■ **DIRECTION**
From the records below, copy each line that contains the word "calm".

■ **DATA SHOWN**

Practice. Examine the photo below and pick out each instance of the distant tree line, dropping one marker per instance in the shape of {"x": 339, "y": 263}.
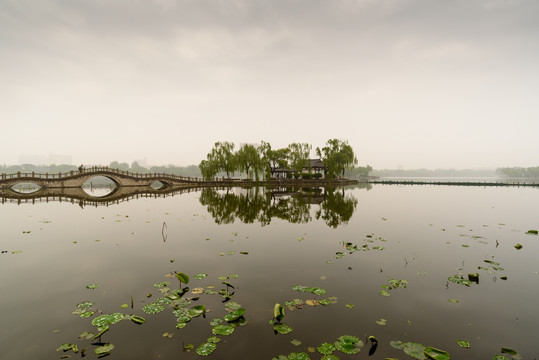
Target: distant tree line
{"x": 519, "y": 172}
{"x": 261, "y": 161}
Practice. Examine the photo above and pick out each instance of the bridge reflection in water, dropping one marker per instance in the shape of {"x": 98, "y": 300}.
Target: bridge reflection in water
{"x": 334, "y": 206}
{"x": 80, "y": 197}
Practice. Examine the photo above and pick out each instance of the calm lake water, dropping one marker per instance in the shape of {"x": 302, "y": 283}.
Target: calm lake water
{"x": 353, "y": 242}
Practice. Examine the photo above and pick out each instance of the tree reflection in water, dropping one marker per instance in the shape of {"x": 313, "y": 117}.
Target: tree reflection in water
{"x": 333, "y": 206}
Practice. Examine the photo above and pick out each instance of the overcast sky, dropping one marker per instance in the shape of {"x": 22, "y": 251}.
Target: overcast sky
{"x": 408, "y": 83}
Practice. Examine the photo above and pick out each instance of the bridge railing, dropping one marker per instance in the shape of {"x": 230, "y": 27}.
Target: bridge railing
{"x": 98, "y": 170}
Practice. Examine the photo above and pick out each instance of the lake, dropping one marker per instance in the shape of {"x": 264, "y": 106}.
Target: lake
{"x": 391, "y": 262}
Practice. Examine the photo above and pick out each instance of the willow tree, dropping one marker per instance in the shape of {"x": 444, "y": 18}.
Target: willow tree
{"x": 248, "y": 160}
{"x": 337, "y": 155}
{"x": 298, "y": 156}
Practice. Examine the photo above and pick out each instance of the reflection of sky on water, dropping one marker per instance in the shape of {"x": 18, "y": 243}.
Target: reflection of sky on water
{"x": 424, "y": 229}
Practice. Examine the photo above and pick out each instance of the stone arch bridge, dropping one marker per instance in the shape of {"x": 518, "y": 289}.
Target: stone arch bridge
{"x": 76, "y": 179}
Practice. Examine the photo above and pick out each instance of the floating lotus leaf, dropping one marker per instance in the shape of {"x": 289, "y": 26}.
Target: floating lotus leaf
{"x": 298, "y": 356}
{"x": 183, "y": 278}
{"x": 161, "y": 284}
{"x": 104, "y": 350}
{"x": 153, "y": 308}
{"x": 85, "y": 304}
{"x": 222, "y": 330}
{"x": 317, "y": 291}
{"x": 326, "y": 348}
{"x": 86, "y": 335}
{"x": 67, "y": 347}
{"x": 104, "y": 321}
{"x": 138, "y": 319}
{"x": 348, "y": 344}
{"x": 234, "y": 315}
{"x": 282, "y": 329}
{"x": 213, "y": 339}
{"x": 197, "y": 310}
{"x": 436, "y": 354}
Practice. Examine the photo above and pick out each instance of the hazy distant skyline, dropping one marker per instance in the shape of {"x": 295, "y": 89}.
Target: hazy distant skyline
{"x": 408, "y": 83}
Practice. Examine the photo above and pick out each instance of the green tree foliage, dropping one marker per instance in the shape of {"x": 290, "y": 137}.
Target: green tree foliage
{"x": 298, "y": 156}
{"x": 337, "y": 155}
{"x": 248, "y": 161}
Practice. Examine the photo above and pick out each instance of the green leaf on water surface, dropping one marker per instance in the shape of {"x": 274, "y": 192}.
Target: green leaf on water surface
{"x": 184, "y": 278}
{"x": 282, "y": 329}
{"x": 86, "y": 335}
{"x": 300, "y": 288}
{"x": 348, "y": 344}
{"x": 206, "y": 349}
{"x": 67, "y": 347}
{"x": 138, "y": 319}
{"x": 234, "y": 315}
{"x": 222, "y": 330}
{"x": 197, "y": 310}
{"x": 153, "y": 308}
{"x": 104, "y": 350}
{"x": 213, "y": 339}
{"x": 326, "y": 348}
{"x": 436, "y": 354}
{"x": 104, "y": 321}
{"x": 161, "y": 284}
{"x": 298, "y": 356}
{"x": 317, "y": 291}
{"x": 278, "y": 312}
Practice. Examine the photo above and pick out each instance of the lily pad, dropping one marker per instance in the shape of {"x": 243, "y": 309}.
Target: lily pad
{"x": 153, "y": 308}
{"x": 223, "y": 330}
{"x": 282, "y": 329}
{"x": 348, "y": 344}
{"x": 104, "y": 321}
{"x": 326, "y": 348}
{"x": 206, "y": 349}
{"x": 234, "y": 315}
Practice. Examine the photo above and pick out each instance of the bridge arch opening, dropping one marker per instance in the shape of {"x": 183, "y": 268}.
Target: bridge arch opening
{"x": 26, "y": 188}
{"x": 159, "y": 185}
{"x": 100, "y": 186}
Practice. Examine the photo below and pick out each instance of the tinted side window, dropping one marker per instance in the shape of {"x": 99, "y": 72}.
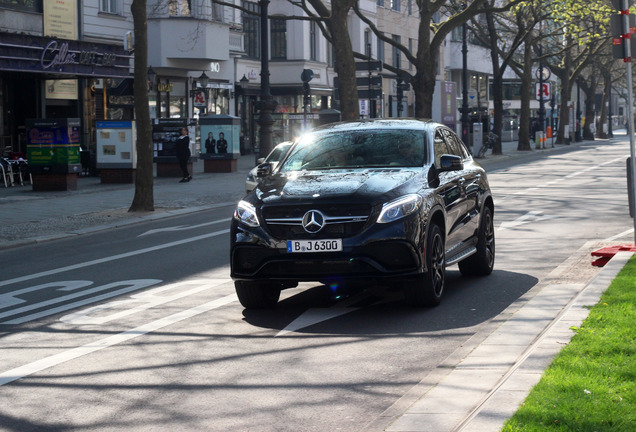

■ **RESPONSE**
Practice. Examine the photo above and pick out each instance of the calm lake water, dropping one marker per instance in the shape of {"x": 302, "y": 283}.
Target: calm lake water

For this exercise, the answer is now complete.